[[ Record extracts open ]]

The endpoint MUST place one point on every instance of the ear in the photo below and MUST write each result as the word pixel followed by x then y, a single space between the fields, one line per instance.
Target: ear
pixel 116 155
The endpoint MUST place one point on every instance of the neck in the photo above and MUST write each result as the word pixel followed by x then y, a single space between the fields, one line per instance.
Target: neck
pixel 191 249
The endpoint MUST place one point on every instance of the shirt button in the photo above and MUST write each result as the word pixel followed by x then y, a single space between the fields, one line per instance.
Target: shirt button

[[ Record extracts closed ]]
[[ Record extracts open ]]

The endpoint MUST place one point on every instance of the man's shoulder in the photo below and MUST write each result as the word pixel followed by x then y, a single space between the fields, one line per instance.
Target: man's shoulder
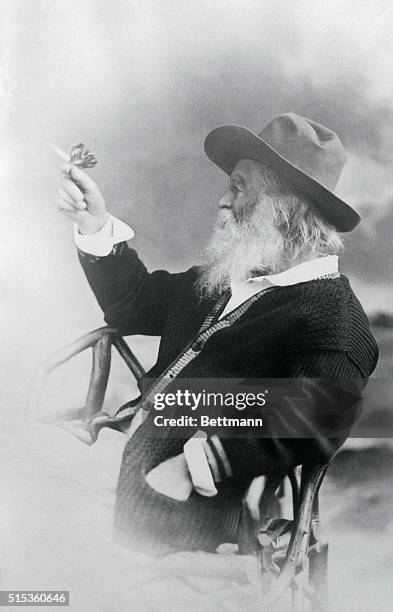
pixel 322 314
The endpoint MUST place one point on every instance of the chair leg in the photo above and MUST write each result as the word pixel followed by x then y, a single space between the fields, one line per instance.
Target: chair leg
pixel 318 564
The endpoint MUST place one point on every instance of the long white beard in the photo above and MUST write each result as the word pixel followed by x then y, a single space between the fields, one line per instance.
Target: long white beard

[[ Record extracts closed ]]

= Assignment =
Determine how many lines of the listing hold the word "long" and reply with that figure alone.

= Written answer =
2